[Stored dataset entries]
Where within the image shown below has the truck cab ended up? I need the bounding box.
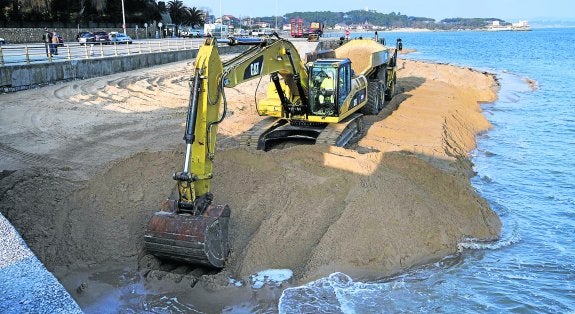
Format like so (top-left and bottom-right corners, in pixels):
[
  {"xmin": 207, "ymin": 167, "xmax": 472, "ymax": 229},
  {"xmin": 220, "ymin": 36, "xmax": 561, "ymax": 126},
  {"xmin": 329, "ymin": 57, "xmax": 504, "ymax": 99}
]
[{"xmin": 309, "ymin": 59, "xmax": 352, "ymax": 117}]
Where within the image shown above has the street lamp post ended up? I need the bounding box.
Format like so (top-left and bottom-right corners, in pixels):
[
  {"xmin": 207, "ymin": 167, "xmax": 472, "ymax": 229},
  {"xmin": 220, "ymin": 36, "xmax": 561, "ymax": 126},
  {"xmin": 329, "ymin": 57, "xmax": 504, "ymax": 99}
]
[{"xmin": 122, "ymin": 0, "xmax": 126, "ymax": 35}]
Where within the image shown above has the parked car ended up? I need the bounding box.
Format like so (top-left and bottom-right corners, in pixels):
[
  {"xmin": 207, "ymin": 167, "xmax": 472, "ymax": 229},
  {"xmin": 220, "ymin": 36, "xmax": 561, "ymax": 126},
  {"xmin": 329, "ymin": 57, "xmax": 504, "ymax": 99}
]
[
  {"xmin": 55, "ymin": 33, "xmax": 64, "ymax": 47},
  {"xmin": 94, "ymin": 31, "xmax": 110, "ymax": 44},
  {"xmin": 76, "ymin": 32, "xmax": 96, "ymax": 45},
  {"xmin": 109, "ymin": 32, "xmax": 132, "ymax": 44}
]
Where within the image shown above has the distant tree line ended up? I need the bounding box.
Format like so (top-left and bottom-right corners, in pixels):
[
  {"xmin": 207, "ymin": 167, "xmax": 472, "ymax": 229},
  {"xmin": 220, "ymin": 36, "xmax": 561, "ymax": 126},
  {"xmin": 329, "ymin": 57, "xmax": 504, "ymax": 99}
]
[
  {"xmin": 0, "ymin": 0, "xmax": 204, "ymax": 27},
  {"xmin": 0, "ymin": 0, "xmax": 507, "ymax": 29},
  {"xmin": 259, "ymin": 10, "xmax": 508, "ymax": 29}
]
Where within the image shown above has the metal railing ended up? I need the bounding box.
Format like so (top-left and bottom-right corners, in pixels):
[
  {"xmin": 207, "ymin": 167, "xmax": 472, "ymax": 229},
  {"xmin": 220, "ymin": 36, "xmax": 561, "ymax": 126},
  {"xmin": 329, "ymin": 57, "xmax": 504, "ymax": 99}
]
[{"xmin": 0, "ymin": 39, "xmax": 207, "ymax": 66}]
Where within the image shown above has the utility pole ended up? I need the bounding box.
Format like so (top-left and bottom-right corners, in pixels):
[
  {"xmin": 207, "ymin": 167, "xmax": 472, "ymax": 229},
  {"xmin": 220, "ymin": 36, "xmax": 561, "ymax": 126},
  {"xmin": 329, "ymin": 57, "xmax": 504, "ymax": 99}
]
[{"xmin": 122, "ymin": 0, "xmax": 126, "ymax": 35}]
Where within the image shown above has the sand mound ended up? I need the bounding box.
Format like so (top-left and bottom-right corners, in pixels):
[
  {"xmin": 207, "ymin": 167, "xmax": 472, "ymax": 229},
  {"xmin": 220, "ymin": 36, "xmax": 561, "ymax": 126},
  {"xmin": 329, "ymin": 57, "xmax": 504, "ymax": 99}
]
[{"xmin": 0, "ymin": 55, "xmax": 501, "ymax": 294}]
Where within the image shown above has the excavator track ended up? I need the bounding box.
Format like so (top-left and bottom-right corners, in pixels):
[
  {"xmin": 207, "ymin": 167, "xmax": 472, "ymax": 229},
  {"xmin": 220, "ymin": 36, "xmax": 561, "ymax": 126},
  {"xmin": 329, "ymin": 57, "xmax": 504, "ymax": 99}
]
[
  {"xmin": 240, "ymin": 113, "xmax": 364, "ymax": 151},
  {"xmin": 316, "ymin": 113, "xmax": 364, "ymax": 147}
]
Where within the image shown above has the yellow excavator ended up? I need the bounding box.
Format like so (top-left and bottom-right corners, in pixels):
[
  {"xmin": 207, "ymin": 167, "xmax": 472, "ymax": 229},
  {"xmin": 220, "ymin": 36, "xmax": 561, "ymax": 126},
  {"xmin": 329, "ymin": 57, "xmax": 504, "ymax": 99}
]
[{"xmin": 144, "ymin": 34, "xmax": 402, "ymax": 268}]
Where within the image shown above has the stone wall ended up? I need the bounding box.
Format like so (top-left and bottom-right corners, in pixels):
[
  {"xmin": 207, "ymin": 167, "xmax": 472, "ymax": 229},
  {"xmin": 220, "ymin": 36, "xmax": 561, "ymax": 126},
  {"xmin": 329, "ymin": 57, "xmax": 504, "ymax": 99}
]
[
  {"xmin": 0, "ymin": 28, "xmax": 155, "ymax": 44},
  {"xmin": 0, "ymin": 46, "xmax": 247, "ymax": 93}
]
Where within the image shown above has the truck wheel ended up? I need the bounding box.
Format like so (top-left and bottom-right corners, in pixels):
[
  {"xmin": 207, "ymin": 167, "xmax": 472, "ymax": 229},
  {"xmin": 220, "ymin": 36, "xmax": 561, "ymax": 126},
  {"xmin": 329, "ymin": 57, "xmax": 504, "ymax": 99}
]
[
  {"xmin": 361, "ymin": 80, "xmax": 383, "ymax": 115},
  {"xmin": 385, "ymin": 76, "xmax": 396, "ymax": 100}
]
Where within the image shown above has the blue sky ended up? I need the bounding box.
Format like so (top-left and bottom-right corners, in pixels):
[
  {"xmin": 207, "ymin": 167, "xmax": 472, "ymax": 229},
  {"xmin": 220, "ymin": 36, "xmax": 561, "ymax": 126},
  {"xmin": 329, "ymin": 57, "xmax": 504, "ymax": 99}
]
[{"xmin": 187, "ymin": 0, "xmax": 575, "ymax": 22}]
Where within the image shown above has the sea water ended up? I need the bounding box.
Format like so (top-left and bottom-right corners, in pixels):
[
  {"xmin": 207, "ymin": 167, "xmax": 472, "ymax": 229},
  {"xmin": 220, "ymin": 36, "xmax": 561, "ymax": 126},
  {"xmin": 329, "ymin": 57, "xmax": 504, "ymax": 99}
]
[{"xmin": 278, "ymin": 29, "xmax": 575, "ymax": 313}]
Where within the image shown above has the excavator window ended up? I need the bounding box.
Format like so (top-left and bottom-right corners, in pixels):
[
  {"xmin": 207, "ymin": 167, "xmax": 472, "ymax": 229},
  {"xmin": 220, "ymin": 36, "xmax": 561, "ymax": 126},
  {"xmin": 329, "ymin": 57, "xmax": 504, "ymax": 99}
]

**Set task**. How many of the lines above contain the word "truck"? Reply with the number only.

**Finished exercise**. 2